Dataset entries
<<<<

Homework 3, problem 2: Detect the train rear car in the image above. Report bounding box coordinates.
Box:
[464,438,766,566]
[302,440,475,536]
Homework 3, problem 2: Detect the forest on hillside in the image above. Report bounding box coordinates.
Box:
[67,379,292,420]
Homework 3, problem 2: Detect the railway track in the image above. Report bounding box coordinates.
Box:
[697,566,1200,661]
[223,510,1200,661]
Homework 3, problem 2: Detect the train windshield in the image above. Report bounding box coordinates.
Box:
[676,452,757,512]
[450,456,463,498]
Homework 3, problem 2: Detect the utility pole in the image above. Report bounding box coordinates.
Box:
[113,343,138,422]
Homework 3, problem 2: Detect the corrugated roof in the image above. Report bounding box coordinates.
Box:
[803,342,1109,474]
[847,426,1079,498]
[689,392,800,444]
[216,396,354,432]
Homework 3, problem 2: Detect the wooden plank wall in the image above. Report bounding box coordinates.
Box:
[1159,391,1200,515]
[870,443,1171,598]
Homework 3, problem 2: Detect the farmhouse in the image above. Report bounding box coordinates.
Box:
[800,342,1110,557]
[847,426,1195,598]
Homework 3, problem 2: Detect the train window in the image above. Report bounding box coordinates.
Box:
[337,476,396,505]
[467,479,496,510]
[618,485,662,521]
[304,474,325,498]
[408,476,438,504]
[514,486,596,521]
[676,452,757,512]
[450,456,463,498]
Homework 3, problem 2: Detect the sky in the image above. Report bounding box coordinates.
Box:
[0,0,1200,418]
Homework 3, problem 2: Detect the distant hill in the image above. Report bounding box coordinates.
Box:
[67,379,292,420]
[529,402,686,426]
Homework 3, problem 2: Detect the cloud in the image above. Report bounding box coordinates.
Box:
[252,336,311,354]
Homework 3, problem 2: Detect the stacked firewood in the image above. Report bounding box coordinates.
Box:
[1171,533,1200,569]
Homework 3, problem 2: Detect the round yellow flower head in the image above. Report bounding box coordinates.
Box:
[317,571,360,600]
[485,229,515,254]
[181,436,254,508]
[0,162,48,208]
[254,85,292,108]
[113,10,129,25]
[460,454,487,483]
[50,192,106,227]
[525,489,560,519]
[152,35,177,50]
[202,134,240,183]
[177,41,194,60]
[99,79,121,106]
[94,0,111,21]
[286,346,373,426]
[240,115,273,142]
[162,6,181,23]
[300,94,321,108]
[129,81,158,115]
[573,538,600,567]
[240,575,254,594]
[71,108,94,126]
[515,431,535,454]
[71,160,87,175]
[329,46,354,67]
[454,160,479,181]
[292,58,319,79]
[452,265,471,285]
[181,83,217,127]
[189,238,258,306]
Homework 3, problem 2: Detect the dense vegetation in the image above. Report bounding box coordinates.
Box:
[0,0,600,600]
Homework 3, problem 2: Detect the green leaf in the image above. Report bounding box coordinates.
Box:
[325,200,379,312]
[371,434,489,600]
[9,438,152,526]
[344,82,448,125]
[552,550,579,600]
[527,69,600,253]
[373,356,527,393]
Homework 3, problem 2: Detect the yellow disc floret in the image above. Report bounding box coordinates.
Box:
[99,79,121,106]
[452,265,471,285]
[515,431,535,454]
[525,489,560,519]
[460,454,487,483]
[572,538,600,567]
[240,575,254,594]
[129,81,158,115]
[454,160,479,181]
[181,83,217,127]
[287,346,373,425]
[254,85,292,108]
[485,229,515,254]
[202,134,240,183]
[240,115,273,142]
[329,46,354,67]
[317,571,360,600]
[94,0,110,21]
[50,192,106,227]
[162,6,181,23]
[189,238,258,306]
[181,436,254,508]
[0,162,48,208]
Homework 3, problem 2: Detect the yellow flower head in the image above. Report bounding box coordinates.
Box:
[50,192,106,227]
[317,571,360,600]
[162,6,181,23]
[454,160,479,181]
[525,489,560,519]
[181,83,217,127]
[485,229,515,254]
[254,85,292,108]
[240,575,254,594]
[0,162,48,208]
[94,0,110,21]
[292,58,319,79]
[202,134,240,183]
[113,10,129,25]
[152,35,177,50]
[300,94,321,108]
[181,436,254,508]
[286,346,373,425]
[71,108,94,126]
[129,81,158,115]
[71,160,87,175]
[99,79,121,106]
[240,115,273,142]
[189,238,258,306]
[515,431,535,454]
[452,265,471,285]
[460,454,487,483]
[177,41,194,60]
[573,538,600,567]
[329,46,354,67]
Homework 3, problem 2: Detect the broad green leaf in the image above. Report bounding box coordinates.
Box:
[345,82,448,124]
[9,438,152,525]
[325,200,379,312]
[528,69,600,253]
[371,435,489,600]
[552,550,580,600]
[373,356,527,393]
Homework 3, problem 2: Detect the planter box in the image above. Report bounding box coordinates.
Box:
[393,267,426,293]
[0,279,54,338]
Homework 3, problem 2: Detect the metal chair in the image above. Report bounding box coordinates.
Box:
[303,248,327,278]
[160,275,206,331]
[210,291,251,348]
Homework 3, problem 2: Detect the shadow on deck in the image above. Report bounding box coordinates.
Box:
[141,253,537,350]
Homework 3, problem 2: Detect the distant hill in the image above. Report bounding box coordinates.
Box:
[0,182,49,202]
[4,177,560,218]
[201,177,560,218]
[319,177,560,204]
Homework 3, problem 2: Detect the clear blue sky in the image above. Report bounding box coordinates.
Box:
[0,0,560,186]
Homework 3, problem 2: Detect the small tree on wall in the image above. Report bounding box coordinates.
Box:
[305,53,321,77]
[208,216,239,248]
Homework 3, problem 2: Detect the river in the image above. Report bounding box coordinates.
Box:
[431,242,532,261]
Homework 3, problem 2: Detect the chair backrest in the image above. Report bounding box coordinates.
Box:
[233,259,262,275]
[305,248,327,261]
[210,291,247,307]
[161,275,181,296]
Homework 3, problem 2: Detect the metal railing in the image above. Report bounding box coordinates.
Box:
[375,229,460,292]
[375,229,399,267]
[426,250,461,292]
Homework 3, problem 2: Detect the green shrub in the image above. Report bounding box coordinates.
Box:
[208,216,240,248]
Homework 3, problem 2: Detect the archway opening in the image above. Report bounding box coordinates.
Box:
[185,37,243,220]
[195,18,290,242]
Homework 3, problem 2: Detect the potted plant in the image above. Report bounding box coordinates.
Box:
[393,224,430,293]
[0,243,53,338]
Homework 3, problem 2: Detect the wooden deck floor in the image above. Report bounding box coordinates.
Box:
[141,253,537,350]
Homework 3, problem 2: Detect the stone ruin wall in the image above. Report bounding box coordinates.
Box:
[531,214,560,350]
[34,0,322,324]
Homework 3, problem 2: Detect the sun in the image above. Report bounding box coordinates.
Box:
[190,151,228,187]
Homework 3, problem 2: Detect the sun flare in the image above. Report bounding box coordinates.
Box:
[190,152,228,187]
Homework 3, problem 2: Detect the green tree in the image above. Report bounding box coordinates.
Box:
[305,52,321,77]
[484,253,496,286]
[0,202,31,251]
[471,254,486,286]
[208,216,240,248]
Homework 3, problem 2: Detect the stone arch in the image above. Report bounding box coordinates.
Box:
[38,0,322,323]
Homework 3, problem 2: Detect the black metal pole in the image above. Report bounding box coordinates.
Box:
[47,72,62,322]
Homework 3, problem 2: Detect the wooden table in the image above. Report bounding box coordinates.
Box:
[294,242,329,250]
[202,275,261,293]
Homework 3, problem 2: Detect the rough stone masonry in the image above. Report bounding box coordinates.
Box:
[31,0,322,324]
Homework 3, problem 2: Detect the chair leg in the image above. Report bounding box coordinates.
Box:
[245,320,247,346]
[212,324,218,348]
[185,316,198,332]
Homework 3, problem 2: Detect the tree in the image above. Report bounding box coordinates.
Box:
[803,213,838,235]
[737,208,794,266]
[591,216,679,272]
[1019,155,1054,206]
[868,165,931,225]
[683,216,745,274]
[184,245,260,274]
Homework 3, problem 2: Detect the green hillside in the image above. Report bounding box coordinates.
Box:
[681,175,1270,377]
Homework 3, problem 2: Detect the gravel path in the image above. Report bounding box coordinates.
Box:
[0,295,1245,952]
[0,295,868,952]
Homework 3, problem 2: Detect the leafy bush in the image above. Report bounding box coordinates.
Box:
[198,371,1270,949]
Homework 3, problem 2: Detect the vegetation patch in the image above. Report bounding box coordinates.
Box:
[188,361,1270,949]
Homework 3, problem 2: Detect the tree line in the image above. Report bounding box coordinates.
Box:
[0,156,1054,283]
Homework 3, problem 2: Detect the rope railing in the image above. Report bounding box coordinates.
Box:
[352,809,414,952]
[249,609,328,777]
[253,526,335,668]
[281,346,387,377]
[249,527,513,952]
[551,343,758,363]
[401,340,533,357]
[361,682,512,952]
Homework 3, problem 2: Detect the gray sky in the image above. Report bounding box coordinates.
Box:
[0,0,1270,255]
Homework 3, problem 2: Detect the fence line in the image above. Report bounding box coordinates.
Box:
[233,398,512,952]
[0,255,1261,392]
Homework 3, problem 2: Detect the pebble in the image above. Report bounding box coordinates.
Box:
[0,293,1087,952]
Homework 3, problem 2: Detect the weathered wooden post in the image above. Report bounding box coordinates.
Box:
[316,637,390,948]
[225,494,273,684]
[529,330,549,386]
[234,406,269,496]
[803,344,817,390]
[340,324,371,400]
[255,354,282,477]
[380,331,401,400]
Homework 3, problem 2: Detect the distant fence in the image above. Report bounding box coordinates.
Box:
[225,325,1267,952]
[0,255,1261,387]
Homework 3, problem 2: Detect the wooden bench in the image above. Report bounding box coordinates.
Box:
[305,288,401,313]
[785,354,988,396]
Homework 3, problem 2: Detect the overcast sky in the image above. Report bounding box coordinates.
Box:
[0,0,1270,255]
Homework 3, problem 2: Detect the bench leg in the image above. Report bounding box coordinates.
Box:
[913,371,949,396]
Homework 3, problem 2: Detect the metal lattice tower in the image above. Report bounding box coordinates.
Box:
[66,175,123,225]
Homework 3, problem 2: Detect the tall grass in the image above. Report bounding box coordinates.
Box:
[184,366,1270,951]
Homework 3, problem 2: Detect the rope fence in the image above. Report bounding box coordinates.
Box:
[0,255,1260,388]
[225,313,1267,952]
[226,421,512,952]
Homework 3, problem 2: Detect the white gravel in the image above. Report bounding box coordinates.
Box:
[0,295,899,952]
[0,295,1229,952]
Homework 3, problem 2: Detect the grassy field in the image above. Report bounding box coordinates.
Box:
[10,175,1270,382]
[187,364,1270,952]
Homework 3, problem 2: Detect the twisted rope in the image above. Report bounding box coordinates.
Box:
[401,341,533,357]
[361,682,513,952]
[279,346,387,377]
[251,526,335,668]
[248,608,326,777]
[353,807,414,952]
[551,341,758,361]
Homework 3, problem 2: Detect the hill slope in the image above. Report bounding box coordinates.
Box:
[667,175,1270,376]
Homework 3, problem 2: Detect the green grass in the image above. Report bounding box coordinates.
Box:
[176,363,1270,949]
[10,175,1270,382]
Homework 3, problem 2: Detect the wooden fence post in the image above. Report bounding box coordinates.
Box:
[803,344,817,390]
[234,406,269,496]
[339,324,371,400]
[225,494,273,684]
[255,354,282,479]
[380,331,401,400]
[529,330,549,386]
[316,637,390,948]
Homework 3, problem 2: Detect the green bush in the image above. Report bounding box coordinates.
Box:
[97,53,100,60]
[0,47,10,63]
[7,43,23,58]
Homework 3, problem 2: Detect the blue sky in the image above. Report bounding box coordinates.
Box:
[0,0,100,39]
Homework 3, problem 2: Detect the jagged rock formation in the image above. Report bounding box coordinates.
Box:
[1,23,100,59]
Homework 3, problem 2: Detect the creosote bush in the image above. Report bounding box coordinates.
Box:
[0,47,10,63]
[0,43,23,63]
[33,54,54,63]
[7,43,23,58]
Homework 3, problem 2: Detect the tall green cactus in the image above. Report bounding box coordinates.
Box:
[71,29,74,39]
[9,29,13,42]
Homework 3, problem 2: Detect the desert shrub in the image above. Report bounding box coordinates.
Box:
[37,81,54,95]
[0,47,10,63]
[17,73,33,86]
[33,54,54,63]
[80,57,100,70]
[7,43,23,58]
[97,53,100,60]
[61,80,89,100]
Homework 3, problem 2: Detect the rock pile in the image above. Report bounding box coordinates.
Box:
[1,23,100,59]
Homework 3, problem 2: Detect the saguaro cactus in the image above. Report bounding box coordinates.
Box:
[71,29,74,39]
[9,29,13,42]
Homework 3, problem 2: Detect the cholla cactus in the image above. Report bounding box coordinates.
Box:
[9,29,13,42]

>>>>

AIM OF THE EXERCISE:
Repeat the records from the line containing "Homework 3, problem 2: Detect the leafy" to the line containing "[188,361,1270,949]", including both of those lines.

THE RESULT:
Homework 3, problem 2: Detect the leafy bush in the image above. Report bounding box coordinates.
Box:
[198,371,1270,949]
Homework 3, problem 2: Detect the vegetation patch in the image above. Report bounding box coordinates.
Box:
[188,361,1270,949]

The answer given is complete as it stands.